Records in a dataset
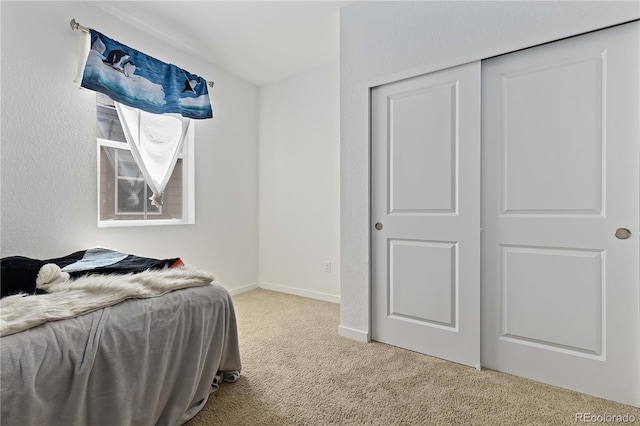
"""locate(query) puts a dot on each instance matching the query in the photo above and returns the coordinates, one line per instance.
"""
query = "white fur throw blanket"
(70, 298)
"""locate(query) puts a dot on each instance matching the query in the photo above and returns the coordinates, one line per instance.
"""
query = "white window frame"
(188, 186)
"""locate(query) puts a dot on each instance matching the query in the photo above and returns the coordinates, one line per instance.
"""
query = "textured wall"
(299, 178)
(384, 41)
(48, 150)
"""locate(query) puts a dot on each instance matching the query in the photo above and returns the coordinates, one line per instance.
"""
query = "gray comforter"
(140, 362)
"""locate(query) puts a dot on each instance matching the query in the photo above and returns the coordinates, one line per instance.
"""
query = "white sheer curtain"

What is required
Copy every line of the items above word for word, leaving out the pictures.

Exercise answer
"""locate(query) puts a dot on each instance matching the query in the photo above and returns the coordinates, one line per instance.
"""
query = "white fur throw blanket"
(70, 298)
"""locate(query) puts a dot on each instance matching the query in the photo above and returns the coordinates, one line per instance.
"""
query = "white window frame"
(188, 186)
"""locate(query) puts a dot on each instance matching the query in the photo above and returns the coordinates, one line per instance.
"""
query = "textured wall"
(299, 178)
(384, 41)
(48, 150)
"""locate(query) puts a dot on each instance matching the query in the photo above and returns the coordinates, one line per instance.
"""
query = "gray comforter"
(140, 362)
"""locate(query) puts a dot on each instance matching the query in the photo above and returns the coordinates, one line per instance.
"""
query = "white sheer curtain"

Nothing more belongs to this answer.